■ YOUR TASK: In the data below, substitute "white hair" for "gray hair" in the lines running from the one containing "Exercise. Find the gray" through the end, and write out those lines again with nothing else altered.

--- BEGIN RECORDED DATA ---

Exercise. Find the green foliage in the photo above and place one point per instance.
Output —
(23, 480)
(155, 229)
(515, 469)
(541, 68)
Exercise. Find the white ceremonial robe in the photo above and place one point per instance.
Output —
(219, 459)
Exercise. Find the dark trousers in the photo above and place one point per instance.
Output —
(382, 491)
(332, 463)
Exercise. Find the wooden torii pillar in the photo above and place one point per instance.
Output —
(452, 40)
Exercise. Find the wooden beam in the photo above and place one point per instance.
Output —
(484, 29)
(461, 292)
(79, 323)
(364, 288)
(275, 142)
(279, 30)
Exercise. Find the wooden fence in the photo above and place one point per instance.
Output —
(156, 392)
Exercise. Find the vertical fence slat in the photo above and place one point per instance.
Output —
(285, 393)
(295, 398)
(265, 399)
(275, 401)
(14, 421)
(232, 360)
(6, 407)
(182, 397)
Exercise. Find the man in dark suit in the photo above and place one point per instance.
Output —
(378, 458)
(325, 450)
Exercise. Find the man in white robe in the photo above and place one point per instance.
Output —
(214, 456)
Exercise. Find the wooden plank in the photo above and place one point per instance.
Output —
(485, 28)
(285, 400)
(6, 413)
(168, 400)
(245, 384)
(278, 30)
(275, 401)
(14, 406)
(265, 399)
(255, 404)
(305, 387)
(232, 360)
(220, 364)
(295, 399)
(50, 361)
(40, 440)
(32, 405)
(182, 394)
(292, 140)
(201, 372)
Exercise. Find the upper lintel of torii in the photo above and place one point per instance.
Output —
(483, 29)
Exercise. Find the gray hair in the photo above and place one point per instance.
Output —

--- END RECORDED DATA ---

■ SOLUTION:
Exercise. Find the white hair in the photo above and place one point per instance.
Output —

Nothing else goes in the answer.